Je veux que l’instruction à tous les degrés soit gratuite pour tous, accessible à tous, sauf les conditions d’aptitudes pour l’admission aux écoles spéciales ; que  l’instruction soit largement développée et encouragée par tous les moyens possibles ; que par conséquent, tous ceux qui seront chargés de la répandre soient rétribués par l’état, assez honorablement pour qu’on puisse exiger d’eux toutes les lumières et tout le zèle qu’exigera leur haute et importante mission.
Je veux une organisation du travail basée sur une association bien entendue du travail et des capitaux, sur une répartition équitable des bénéfices entre le capitaliste et les travailleurs.
Enfin, je veux que le mot justice, devant les tribunaux, soit une vérité ; que la justice soit rendue gratuitement et soit plus expéditive, surtout en matière civile, de telle sorte que sa balance ne soit plus entraînée par le poids de l’or du riche.

● Données fournies
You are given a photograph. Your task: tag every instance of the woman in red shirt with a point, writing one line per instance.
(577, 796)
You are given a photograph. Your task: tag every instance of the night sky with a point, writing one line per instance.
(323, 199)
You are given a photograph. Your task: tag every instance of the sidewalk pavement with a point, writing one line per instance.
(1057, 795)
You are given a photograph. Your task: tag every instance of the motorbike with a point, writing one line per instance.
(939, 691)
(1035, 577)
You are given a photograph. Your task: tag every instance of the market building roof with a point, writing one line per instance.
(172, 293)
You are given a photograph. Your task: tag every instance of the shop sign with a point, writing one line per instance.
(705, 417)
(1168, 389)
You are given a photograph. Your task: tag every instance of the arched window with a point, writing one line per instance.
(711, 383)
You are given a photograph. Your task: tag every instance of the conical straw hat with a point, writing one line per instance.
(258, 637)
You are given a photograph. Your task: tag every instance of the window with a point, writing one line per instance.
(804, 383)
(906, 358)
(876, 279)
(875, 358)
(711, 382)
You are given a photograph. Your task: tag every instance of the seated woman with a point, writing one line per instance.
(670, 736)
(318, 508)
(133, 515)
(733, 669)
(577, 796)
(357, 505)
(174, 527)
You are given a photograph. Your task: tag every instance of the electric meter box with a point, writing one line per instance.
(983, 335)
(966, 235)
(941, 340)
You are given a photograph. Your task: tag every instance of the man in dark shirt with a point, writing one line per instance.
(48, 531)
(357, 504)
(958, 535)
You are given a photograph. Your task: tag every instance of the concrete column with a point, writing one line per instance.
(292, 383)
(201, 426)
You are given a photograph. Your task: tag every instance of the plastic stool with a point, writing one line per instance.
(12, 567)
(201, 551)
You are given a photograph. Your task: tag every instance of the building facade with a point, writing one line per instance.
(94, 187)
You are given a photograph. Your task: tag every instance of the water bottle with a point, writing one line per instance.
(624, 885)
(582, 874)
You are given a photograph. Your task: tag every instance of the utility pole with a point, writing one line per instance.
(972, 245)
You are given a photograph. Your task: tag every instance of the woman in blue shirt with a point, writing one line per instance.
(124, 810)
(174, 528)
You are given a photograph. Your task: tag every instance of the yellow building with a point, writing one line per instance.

● Consigne
D'après l'extrait du document, par qui doivent être rétribués ceux qui seront chargés de répandre l'instruction ?

● Réponse rédigée
Ils doivent être rétribués par l'État.